(Entrées enregistrées)
▬▬▬

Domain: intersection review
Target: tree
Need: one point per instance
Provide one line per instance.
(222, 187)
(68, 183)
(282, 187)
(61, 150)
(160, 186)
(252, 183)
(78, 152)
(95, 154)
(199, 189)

▬▬▬

■ Travail demandé ■
Répétez mot pour mot tous les items ci-dessus, du premier au dernier.

■ Réponse à fournir ■
Domain: intersection review
Target: tree
Need: one point per instance
Provide one line per instance.
(222, 187)
(68, 183)
(282, 187)
(61, 150)
(160, 186)
(252, 183)
(78, 152)
(95, 154)
(199, 189)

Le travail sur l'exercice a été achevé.